#### [What is required]
Once you have read the data below, write it all out exactly.

Stored data entries:
+ + + + +

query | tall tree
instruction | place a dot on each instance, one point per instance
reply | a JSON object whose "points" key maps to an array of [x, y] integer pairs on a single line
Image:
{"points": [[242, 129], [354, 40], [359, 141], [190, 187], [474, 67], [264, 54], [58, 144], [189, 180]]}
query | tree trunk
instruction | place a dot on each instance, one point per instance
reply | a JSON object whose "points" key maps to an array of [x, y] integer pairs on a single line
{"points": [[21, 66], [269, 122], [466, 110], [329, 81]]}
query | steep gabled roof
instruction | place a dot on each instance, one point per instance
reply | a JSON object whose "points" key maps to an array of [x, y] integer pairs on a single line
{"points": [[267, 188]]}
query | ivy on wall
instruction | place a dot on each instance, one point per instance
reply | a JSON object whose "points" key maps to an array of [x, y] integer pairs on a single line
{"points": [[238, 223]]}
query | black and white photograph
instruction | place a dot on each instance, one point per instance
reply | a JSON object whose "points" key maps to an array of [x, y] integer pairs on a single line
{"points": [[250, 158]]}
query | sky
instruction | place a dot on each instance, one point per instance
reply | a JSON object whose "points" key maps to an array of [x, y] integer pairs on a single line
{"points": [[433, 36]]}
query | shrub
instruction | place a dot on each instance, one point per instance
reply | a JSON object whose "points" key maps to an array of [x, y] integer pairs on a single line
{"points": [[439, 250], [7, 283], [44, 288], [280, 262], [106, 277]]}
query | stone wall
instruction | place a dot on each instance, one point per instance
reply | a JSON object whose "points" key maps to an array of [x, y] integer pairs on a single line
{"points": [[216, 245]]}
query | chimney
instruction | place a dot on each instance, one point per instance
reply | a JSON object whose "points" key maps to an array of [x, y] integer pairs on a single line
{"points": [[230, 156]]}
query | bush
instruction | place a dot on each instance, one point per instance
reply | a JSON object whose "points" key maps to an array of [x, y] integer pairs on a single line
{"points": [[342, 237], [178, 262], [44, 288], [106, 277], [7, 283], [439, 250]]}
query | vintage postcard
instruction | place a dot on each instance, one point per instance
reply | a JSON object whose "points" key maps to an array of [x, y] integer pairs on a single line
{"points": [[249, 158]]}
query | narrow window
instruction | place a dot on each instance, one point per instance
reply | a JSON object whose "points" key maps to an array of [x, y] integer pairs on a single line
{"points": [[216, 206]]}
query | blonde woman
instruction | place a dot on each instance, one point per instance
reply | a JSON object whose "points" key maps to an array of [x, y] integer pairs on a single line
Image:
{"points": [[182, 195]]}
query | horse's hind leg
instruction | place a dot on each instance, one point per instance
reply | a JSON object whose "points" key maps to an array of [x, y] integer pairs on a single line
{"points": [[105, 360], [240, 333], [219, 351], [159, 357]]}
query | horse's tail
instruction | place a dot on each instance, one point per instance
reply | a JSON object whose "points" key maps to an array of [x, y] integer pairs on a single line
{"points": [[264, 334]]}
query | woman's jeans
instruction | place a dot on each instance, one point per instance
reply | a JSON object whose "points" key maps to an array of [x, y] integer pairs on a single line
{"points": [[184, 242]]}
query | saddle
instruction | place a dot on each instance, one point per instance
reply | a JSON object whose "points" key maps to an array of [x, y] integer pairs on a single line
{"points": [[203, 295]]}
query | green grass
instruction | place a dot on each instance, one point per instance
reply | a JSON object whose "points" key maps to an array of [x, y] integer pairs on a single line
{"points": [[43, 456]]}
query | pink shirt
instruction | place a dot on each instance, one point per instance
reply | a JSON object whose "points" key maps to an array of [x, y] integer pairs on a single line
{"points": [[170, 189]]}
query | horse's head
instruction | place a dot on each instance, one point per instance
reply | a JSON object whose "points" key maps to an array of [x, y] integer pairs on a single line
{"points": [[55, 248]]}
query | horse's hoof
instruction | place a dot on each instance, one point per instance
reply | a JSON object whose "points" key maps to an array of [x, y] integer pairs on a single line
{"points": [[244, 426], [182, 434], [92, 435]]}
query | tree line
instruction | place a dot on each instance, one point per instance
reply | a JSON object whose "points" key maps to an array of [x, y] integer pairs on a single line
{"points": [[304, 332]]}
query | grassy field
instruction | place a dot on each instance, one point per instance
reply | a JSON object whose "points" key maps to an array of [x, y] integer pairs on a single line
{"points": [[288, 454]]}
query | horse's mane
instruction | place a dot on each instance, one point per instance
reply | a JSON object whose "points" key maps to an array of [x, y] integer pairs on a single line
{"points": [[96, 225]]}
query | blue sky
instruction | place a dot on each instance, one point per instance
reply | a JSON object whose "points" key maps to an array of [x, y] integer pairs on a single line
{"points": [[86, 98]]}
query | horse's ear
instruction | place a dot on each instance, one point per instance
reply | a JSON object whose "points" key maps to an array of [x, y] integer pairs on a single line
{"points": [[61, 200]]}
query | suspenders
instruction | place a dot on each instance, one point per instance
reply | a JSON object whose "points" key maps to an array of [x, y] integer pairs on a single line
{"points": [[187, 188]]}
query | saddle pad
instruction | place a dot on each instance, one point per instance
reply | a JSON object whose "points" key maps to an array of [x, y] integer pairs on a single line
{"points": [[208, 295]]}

+ + + + +

#### [Reply]
query | tall tree
instruction | place a dot on each instance, one point per instance
reply | a JSON object whose "points" key maps to an array of [x, y] integer pairs on a single line
Image:
{"points": [[242, 129], [354, 40], [359, 141], [190, 187], [474, 67], [264, 54], [58, 144], [189, 180]]}
query | tree trunk
instruction | place a dot on each instance, one point per instance
reply | a JSON object whose "points" key maps to an array of [x, y] integer pairs on a single line
{"points": [[21, 66], [269, 122], [466, 110], [329, 81]]}
query | steep gabled roof
instruction | place a dot on each instance, one point per instance
reply | a JSON object whose "points" key maps to an array of [x, y] integer pairs on a single line
{"points": [[267, 188]]}
query | ivy on wall
instruction | place a dot on each instance, one point per instance
reply | a JSON object whose "points" key maps to an array of [x, y] integer pairs on a single line
{"points": [[238, 223]]}
query | black and white photograph
instruction | place a dot on each instance, one point per instance
reply | a JSON object whose "points" key maps to an array of [x, y] integer pairs on a single line
{"points": [[250, 158]]}
query | sky
instruction | place a dot on each instance, one point per instance
reply | a JSON object whose "points" key maps to an array of [x, y] integer pairs on a single line
{"points": [[433, 36]]}
query | shrub
instruction | place a dot on each instance, one point per instance
reply | a JSON object whose "points" key maps to an array of [x, y] integer pairs on a single line
{"points": [[439, 250], [7, 283], [44, 288], [280, 262], [106, 277]]}
query | stone wall
instruction | place a dot on each instance, one point per instance
reply | a JSON object whose "points" key maps to an array of [x, y] integer pairs on a single line
{"points": [[216, 245]]}
query | chimney
instruction | place a dot on each instance, one point per instance
reply | a JSON object whose "points" key maps to an array of [x, y] integer pairs on a single line
{"points": [[230, 156]]}
query | bush
instruction | place a dot on each instance, one point per instance
reply | a JSON object whose "points" key maps to an array of [x, y] integer pairs on a single line
{"points": [[342, 237], [178, 262], [44, 288], [106, 277], [7, 283], [439, 250]]}
query | vintage postcard
instruction | place a dot on each instance, one point per instance
reply | a JSON object whose "points" key maps to an array of [x, y] integer pairs on a single line
{"points": [[249, 158]]}
query | narrow window
instruction | place a dot on each instance, one point per instance
reply | a JSON object whose "points" key maps to an array of [x, y] integer pairs on a single line
{"points": [[216, 206]]}
query | blonde woman
instruction | place a dot on each instance, one point per instance
reply | a JSON object whose "points" key maps to an array of [x, y] integer pairs on a single line
Image:
{"points": [[182, 195]]}
query | horse's hind leg
instruction | place a dot on each instance, one point per instance
reply | a JSON object whose "points" key maps to an array of [x, y] integer pairs on a single line
{"points": [[105, 360], [240, 333], [219, 351], [159, 357]]}
query | horse's tail
instruction | place a dot on each instance, one point per instance
reply | a JSON object whose "points" key maps to an array of [x, y] integer pairs on a single line
{"points": [[264, 334]]}
query | woman's jeans
instruction | place a dot on each instance, one point per instance
reply | a JSON object whose "points" key maps to an array of [x, y] integer pairs on a single line
{"points": [[184, 242]]}
query | saddle
instruction | place a dot on each instance, one point per instance
reply | a JSON object whose "points" key maps to an array of [x, y] integer pairs on a single line
{"points": [[203, 295]]}
query | green grass
instruction | place a dot on each instance, one point per instance
reply | a JSON object whose "points" key maps to an array of [x, y] integer pairs on a single line
{"points": [[43, 456]]}
query | pink shirt
instruction | place a dot on each instance, one point per instance
reply | a JSON object whose "points" key maps to an array of [x, y] integer pairs on a single line
{"points": [[170, 189]]}
query | horse's head
instruction | place a dot on each instance, one point per instance
reply | a JSON object whose "points" key maps to an array of [x, y] integer pairs on a single line
{"points": [[55, 248]]}
query | horse's hoof
instruction | place a dot on each instance, one point per instance
reply | a JSON object whose "points" key maps to an array of [x, y] integer pairs on a single line
{"points": [[244, 426], [182, 434], [92, 435]]}
query | tree line
instruction | place a dot on each instance, one point per instance
reply | a JSON object whose "points" key maps to an array of [x, y] integer pairs on a single line
{"points": [[304, 332]]}
query | grassy field
instruction | place a dot on each instance, one point per instance
reply | a JSON object whose "points" key maps to an array of [x, y] integer pairs on a single line
{"points": [[288, 454]]}
query | horse's mane
instruction | place a dot on each instance, one point per instance
reply | a JSON object whose "points" key maps to an array of [x, y] integer pairs on a single line
{"points": [[96, 225]]}
query | blue sky
instruction | place a dot on each instance, one point per instance
reply | a JSON object whose "points" key maps to an array of [x, y] integer pairs on a single line
{"points": [[86, 98]]}
query | horse's ear
instruction | place a dot on each instance, one point per instance
reply | a JSON object whose "points" key maps to an array of [x, y] integer pairs on a single line
{"points": [[61, 200]]}
query | suspenders
instruction | place a dot on each instance, one point per instance
reply | a JSON object whose "points" key maps to an array of [x, y] integer pairs on a single line
{"points": [[187, 188]]}
query | saddle pad
instruction | place a dot on each instance, one point per instance
reply | a JSON object whose "points" key maps to an array of [x, y] integer pairs on a single line
{"points": [[208, 295]]}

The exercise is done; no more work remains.